• _Your task_:
Start your answer with the line containing "When queried with" and end it with the last line of the records below, retyping every line between exactly and adding nothing.

Natural language region descriptions:
• • • • • • •

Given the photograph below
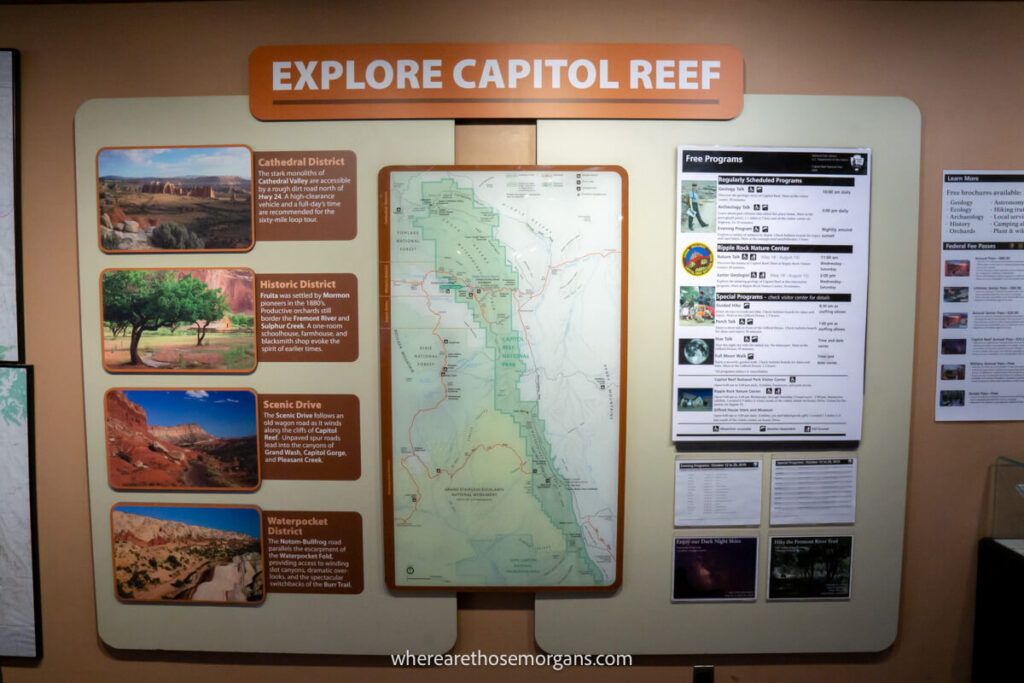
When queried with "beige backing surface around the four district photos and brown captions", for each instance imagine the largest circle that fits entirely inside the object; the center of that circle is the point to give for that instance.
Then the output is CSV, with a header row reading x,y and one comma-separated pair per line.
x,y
371,622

• • • • • • •

• _Task solution_:
When queried with "beige backing surface around the four district photos and brown captions", for each instance imagine the largest circle that fits entirely inside the object; the center of that circle is the point to give for that instance.
Then the output is CSV, with a header row reading x,y and one comma-separated pair per line.
x,y
371,622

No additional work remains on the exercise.